Reproduce all of the material below, substituting "image" for each occurrence of "photograph" and keeping everything else the same.

Data items
━━━

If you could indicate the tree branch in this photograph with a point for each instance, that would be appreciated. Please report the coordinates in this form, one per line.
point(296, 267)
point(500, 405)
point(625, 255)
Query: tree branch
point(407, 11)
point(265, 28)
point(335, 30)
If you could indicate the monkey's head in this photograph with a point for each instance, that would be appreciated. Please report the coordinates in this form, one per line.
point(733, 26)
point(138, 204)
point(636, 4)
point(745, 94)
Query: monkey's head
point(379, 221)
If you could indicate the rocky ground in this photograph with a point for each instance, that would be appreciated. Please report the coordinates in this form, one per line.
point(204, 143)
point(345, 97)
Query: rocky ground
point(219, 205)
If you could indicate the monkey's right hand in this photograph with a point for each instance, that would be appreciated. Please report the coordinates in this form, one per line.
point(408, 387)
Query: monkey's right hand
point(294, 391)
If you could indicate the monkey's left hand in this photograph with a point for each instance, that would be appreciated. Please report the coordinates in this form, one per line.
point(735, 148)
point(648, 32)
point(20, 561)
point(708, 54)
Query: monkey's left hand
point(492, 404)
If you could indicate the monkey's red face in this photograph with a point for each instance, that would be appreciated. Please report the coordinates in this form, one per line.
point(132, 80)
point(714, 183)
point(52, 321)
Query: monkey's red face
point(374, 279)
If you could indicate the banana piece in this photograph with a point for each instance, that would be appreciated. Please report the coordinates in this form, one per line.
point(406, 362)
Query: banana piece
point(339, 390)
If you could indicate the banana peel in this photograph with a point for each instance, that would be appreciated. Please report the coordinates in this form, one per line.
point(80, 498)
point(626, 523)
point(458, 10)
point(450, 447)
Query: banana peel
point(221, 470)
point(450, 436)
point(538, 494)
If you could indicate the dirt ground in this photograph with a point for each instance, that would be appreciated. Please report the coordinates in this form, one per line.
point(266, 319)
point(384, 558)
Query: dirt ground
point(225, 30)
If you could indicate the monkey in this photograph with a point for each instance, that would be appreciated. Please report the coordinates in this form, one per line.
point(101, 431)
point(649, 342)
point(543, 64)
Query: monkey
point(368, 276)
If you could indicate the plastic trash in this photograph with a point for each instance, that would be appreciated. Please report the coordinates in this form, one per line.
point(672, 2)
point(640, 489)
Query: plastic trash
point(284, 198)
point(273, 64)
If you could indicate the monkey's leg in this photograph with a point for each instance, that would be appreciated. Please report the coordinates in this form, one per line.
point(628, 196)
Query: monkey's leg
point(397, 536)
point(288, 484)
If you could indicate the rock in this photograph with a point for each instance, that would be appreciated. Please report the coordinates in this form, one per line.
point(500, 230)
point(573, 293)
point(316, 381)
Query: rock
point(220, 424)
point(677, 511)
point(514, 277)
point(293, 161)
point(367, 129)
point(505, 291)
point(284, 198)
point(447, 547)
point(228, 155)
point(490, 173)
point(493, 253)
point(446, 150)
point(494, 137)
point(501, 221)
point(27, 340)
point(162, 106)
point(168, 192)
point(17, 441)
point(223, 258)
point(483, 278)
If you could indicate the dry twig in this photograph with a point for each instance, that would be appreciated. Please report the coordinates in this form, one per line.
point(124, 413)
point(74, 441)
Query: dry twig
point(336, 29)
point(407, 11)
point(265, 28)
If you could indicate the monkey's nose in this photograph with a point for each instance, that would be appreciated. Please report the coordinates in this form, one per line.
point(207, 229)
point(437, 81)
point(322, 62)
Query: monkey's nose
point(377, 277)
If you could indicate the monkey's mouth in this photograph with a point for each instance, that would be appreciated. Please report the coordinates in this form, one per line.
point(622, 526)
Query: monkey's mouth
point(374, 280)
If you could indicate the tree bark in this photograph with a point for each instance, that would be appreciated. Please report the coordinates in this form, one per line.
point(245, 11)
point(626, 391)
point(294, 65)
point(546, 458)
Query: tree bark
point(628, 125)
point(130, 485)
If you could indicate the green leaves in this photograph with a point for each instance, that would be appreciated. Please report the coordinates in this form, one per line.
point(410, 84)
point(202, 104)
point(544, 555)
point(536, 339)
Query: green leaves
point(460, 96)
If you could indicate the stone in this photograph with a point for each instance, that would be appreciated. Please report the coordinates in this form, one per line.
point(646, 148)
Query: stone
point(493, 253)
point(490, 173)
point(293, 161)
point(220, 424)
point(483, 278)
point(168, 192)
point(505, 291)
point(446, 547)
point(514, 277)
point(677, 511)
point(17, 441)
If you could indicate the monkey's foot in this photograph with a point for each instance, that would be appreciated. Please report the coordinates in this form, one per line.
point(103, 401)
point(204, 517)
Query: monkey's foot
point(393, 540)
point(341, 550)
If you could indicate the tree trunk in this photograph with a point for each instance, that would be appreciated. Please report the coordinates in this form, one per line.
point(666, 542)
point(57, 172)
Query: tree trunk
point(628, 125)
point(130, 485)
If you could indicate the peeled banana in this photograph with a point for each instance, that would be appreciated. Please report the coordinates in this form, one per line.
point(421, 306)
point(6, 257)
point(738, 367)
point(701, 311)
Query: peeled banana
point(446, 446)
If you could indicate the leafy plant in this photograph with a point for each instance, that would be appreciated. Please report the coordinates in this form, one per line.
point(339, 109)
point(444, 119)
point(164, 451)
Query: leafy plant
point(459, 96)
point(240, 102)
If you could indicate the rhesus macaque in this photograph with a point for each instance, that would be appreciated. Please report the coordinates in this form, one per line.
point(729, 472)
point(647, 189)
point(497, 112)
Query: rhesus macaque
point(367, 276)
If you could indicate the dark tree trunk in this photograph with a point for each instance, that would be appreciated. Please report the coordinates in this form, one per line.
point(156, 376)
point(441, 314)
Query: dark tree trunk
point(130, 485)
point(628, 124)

━━━

• Result
If you could indicate the tree branch in this image with a point for each instance, that would be appreciated. Please report the coordinates in this form, one per line.
point(296, 267)
point(500, 405)
point(625, 255)
Query: tree branch
point(407, 11)
point(265, 28)
point(335, 30)
If you could indicate the monkey's head in this image with a point for each instance, that would be appreciated. Please report the coordinates in this form, one per line.
point(733, 26)
point(138, 204)
point(636, 4)
point(745, 94)
Query: monkey's head
point(379, 221)
If you could indicate the rocky ground in this image with a point for each instance, that would be appreciated. Please report the coordinates in this form, one per line.
point(204, 143)
point(345, 97)
Query: rocky ground
point(219, 205)
If you could indicate the monkey's right hand in this image with a point for each instance, that would be appreciated. Please report the coordinates in this form, one per line.
point(408, 387)
Query: monkey's right hand
point(294, 391)
If you could indicate the monkey's left hand in this image with a point for each instance, that would be appreciated. Please report the coordinates in this form, one per line.
point(735, 148)
point(648, 32)
point(20, 561)
point(708, 54)
Query: monkey's left hand
point(492, 404)
If you could indicate the monkey's red face in this image with a point for each instance, that would be appreciated. Please report the coordinates in this form, one per line.
point(132, 80)
point(714, 183)
point(52, 321)
Query: monkey's red face
point(374, 279)
If you could indicate the banana piece in this image with a point for each instance, that would be appreciated. Please report the coordinates in this form, one per line.
point(406, 362)
Query: banana piece
point(339, 390)
If you could indicate the banana peel in this image with a point for each instance, that would be appreciated. Please report the coordinates in this form, one per line.
point(80, 498)
point(626, 523)
point(458, 10)
point(450, 447)
Query: banana peel
point(221, 470)
point(450, 436)
point(538, 494)
If you could indicate the dirt ground in this image with a point for each instance, that would be appreciated. Please report the coordinates in this form, one per line.
point(266, 319)
point(384, 558)
Query: dirt ground
point(225, 30)
If you could indicate the monkey in this image with a point for each instance, that would be appreciated. Please report the coordinates in this form, one per line.
point(101, 431)
point(649, 342)
point(543, 64)
Query: monkey
point(368, 276)
If you could indicate the plastic trash in this image with a point for each instance, that would be appreciated. Please report the coordinates in this form, one per line.
point(672, 2)
point(640, 489)
Query: plastic trash
point(284, 198)
point(273, 64)
If you could indicate the monkey's leg in this image with a point for each instance, that would be appreciated. Please report the coordinates in this form, one per line.
point(628, 196)
Query: monkey's leg
point(397, 536)
point(288, 484)
If you could indicate the rock in this image with a point for each instance, that would be appreciated. Please report the coordinates in this form, one per line.
point(500, 230)
point(573, 293)
point(316, 381)
Query: rock
point(220, 424)
point(677, 511)
point(514, 277)
point(293, 161)
point(367, 129)
point(505, 291)
point(284, 198)
point(447, 547)
point(228, 155)
point(490, 173)
point(493, 253)
point(446, 150)
point(494, 137)
point(501, 221)
point(27, 340)
point(162, 106)
point(168, 192)
point(17, 441)
point(223, 258)
point(483, 278)
If you could indicate the dry twig in this image with a point for each instance, that would be appreciated. Please report the coordinates in this form, one per line.
point(124, 413)
point(74, 441)
Query: dry twig
point(336, 29)
point(407, 11)
point(265, 28)
If you could indicate the monkey's nose in this image with a point for each instance, that would be appreciated. Please report the coordinates in this form, one per line.
point(207, 229)
point(437, 81)
point(322, 62)
Query: monkey's nose
point(377, 277)
If you could indicate the monkey's mouth in this image with a point for each instance, that would be appreciated. Please report the coordinates in this form, one per line.
point(622, 526)
Query: monkey's mouth
point(374, 280)
If you could indicate the tree bark in this image with a point for each instance, that would be appreciated. Please report the coordinates in this form, one per line.
point(245, 11)
point(626, 391)
point(294, 65)
point(546, 458)
Query: tree bark
point(628, 125)
point(130, 485)
If you could indicate the green leaves in this image with a point for each instance, that would be appreciated. Please report the coordinates in this form, one per line.
point(410, 84)
point(202, 104)
point(544, 555)
point(536, 339)
Query: green leaves
point(460, 96)
If you could indicate the stone in this image with a point for each instance, that would be appreciated. Please report the coordinates in this form, one per line.
point(646, 148)
Query: stone
point(493, 253)
point(490, 173)
point(293, 161)
point(220, 424)
point(483, 278)
point(168, 192)
point(505, 291)
point(446, 547)
point(514, 277)
point(677, 511)
point(17, 441)
If you could indicate the monkey's foot in this image with a point for each instance, that would be appreciated. Please report the coordinates in this form, one per line.
point(103, 401)
point(204, 517)
Query: monkey's foot
point(393, 540)
point(341, 550)
If you could indicate the tree trunk in this image with a point for each instance, that would be appreciated. Please report the coordinates in this form, one per line.
point(666, 542)
point(57, 172)
Query: tree trunk
point(628, 125)
point(130, 485)
If you could indicate the peeled banana in this image with a point for each instance, that would be appreciated. Please report the coordinates in this form, one per line.
point(421, 306)
point(6, 257)
point(738, 367)
point(701, 311)
Query: peeled banana
point(446, 446)
If you could indicate the leafy plant in this image with a point for each instance, that would be appreciated. Please report the coordinates in this form, one per line.
point(339, 109)
point(444, 119)
point(164, 451)
Query: leafy plant
point(459, 96)
point(240, 102)
If you could indicate the rhesus macaque in this image with a point for each instance, that would be appreciated. Please report the coordinates in this form, one per line.
point(729, 472)
point(647, 189)
point(497, 112)
Query: rhesus macaque
point(367, 276)
If you could indicate the dark tree trunk in this image with a point for each instance, that would be appreciated. Please report the coordinates in this form, one per line.
point(156, 376)
point(441, 314)
Query: dark tree trunk
point(130, 485)
point(628, 124)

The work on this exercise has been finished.